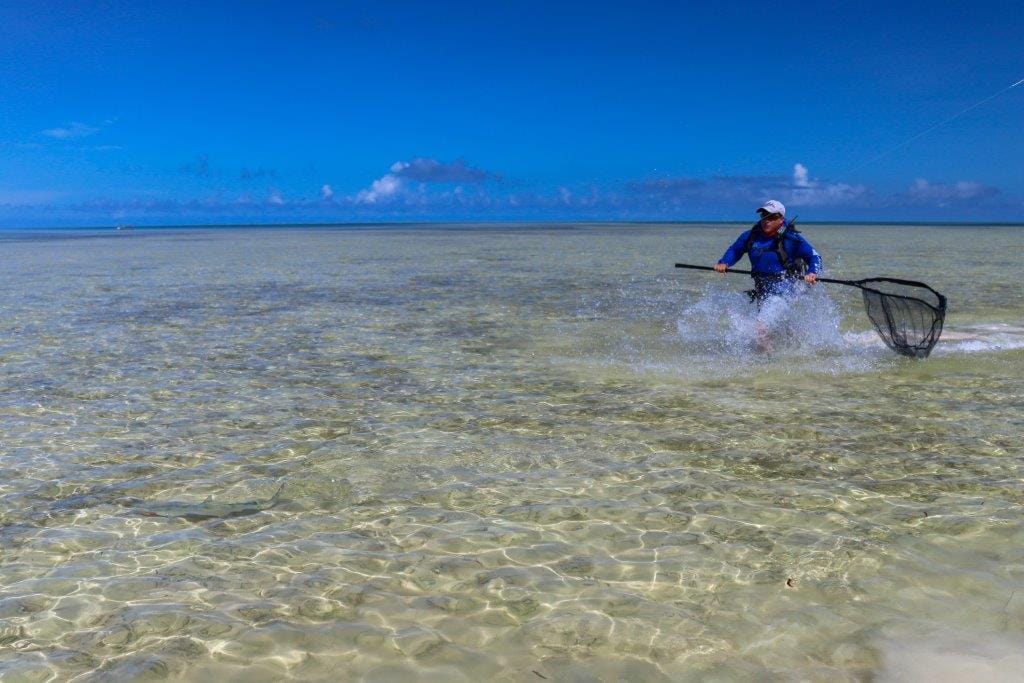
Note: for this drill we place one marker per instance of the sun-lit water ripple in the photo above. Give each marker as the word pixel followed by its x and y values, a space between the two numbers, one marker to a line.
pixel 506 454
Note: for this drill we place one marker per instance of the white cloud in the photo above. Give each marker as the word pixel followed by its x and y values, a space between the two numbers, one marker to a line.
pixel 800 175
pixel 381 189
pixel 73 129
pixel 943 191
pixel 811 193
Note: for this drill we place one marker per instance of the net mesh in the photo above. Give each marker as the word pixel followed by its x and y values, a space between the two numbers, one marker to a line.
pixel 907 315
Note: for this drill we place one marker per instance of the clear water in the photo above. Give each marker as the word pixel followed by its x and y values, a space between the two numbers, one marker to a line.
pixel 506 454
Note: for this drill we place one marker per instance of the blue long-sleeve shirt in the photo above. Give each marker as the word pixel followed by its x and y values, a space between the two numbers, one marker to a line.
pixel 764 258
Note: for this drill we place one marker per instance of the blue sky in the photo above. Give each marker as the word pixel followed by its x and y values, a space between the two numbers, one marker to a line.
pixel 334 112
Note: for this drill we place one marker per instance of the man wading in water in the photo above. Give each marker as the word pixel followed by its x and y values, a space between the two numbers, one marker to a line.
pixel 779 256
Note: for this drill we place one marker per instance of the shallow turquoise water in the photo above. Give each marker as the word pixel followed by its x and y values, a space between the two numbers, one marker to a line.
pixel 504 453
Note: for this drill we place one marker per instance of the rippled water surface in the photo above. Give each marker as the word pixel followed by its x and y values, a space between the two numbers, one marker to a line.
pixel 507 454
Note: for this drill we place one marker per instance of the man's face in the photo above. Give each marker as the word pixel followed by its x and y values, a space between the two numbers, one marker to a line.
pixel 770 223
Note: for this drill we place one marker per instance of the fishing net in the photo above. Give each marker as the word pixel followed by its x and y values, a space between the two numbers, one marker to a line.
pixel 907 315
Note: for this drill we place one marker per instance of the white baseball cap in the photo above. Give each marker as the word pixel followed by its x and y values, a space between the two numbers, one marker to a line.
pixel 771 206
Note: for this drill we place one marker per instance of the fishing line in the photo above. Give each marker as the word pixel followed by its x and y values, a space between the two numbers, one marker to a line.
pixel 938 125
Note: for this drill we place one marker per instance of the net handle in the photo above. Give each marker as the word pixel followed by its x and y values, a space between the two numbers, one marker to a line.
pixel 859 284
pixel 849 283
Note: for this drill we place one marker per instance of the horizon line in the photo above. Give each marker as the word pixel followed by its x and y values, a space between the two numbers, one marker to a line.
pixel 495 222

GIVEN PROBLEM:
Can you turn all the entries above into a numbered list with one line per item, skipping blank lines and leaving the picture out?

TASK ANSWER:
1. Note: for this drill we place one marker per instance of the sun-lit water ripple in the photo above. Give each marker as the word pixel followed by its x and y values, a space between the two numbers, one marker to a line.
2. pixel 506 454
3. Note: for this drill we place one marker per instance of the white cloud in the photo above. Give each marker as the word pixel followed by its x and y values, a space between the two numbers, one marker to a line.
4. pixel 800 175
5. pixel 381 189
6. pixel 73 129
7. pixel 943 191
8. pixel 811 193
9. Note: for this drill we place one marker per instance of the net mesh in the photo above. Give each marker as the word pixel followed by its x and y values, a space between the two numbers, one marker to a line.
10. pixel 907 315
11. Note: for this drill we place one marker per instance of the clear water in the photo above. Give each marker as the word pixel followed by its x and y values, a space between the two numbers, one marker to a line.
12. pixel 506 454
13. Note: for this drill we place one marker per instance of the blue long-sleeve shirt in the photo above. Give each marker as the word pixel followed by its x and y values, a space between the two numbers, one marker to a line.
14. pixel 764 258
15. Note: for this drill we place one marker per instance of the blue sky in the photo above. Give each marker as the word pixel followed by its x and y values, a space between the two numbers, one marker to a line.
16. pixel 334 112
17. Note: for this drill we place one marker per instance of the man wading in water in the photo above. Give each marker as the word pixel followed by its x and y values, a space between the two numbers, one marker to a line.
18. pixel 779 256
19. Note: for this drill we place one marker per instance of the shallow turquoise water in the photo above. Give each marker as the word pixel followed by its x and y values, a space between the two numbers, one marker to a line.
20. pixel 504 453
21. Note: for this drill we place one marker per instance of the rippled water surface in the photo above. Give each marker as the word pixel followed by its x and y values, a space between the two numbers, one marker to a line.
22. pixel 507 454
23. Note: for this drill we place one marker per instance of the man's face in the photo above. Give each marker as the word pixel followed by its x and y values, a space between the two numbers, one marker to a line.
24. pixel 770 223
25. Note: for this drill we place one marker per instance of the fishing net in the photo above. Give each marker as the word pixel followed by its x and y values, a space between the two numbers, one marker to a line.
26. pixel 907 315
27. Note: for this drill we place one marker per instance of the white baseball cap in the photo above. Give each marker as the word pixel followed by its x and y values, a space between the two numbers, one marker to a line.
28. pixel 771 206
29. Note: for this drill we place one marker per instance of the fishing line in the photo above. Give each marker as the word pixel followed by its x and y values, a space between the two numbers, one marker to a line.
30. pixel 938 125
31. Note: for this drill we place one marker per instance of the net handle in the photo above. Give each marker as the word pixel followed by its x and y values, a space between the two numbers, one marker to a line.
32. pixel 859 284
33. pixel 849 283
34. Note: for this drill we place one marker per instance of the horizon line in the photo above. Give each marker as the word pixel followed by its x and y values, a space between the two numbers, one marker to a line.
35. pixel 495 222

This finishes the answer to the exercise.